Records shown ▸
--- START ---

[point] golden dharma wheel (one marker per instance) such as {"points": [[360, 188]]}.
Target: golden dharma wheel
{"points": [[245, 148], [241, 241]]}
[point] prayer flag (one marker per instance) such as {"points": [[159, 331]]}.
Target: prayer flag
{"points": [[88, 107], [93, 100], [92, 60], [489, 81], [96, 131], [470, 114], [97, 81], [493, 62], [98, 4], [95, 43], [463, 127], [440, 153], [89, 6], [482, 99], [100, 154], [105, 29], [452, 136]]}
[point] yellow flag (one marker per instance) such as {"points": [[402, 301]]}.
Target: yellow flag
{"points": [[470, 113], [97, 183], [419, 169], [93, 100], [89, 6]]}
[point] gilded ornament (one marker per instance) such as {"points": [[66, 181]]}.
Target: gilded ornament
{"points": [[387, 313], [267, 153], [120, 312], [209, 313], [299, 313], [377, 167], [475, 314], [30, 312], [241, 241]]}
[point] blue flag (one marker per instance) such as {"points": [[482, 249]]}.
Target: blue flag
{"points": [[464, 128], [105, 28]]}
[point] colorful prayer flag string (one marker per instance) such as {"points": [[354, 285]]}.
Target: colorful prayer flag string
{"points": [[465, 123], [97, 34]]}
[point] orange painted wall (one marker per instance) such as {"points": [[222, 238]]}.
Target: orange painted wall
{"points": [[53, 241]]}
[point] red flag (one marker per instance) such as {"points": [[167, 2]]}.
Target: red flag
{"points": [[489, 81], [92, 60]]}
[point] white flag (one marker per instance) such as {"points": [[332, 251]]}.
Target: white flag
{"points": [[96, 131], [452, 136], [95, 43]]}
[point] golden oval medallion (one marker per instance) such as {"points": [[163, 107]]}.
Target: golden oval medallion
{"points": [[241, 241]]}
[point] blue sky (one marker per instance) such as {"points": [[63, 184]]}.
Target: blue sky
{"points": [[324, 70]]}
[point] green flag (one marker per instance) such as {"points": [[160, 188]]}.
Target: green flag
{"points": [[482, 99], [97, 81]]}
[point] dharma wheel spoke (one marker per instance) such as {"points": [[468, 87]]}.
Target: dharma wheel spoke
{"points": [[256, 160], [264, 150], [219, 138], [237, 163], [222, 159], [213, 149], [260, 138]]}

--- END ---

Problem details ▸
Retype the material above, character for character.

Task solution ▸
[point] golden dharma wheel (one marker per instance) such as {"points": [[360, 188]]}.
Target: golden dharma wheel
{"points": [[245, 148], [241, 241]]}
[point] prayer flag (one marker per instance) such as {"points": [[159, 331]]}.
Target: prayer flag
{"points": [[88, 107], [93, 100], [92, 60], [489, 81], [96, 131], [470, 114], [97, 81], [493, 62], [98, 4], [95, 43], [463, 127], [440, 153], [89, 6], [482, 99], [100, 154], [105, 29], [452, 136]]}
[point] yellow flag (one marker per instance) such as {"points": [[402, 301]]}.
Target: yellow flag
{"points": [[470, 113], [97, 183], [419, 169], [93, 100], [89, 6]]}
[point] gilded ornament (one marker per instance) such as {"points": [[66, 181]]}.
Target: gilded ornament
{"points": [[387, 313], [267, 153], [120, 312], [209, 313], [299, 313], [377, 167], [475, 314], [30, 312], [241, 241]]}
[point] blue flag (one marker per instance) such as {"points": [[482, 249]]}.
Target: blue flag
{"points": [[464, 128], [105, 28]]}
[point] colorful prayer flag string (one marker per instance) such as {"points": [[354, 285]]}.
Target: colorful prayer flag string
{"points": [[465, 123], [97, 34]]}
[point] orange painted wall (one marker per instance) such as {"points": [[222, 238]]}.
Target: orange painted wall
{"points": [[53, 241]]}
[point] red flag (one marker per instance) such as {"points": [[167, 2]]}.
Target: red flag
{"points": [[489, 81], [92, 60]]}
[point] white flag (one marker per instance) such as {"points": [[332, 251]]}.
Target: white flag
{"points": [[96, 131], [452, 136], [95, 43]]}
[point] golden oval medallion (one marker per instance) such as {"points": [[163, 107]]}.
Target: golden oval medallion
{"points": [[241, 241]]}
[point] blue sky (one marker per instance) such as {"points": [[63, 184]]}.
Target: blue sky
{"points": [[324, 70]]}
[point] green flag (one marker per instance) such as {"points": [[160, 188]]}.
Target: green flag
{"points": [[482, 99], [97, 81]]}
[point] dharma wheel spoke (one marker per instance) such as {"points": [[468, 87]]}.
Target: dharma wheel spoke
{"points": [[256, 160], [264, 150], [219, 138], [237, 163], [222, 159], [213, 149], [260, 138]]}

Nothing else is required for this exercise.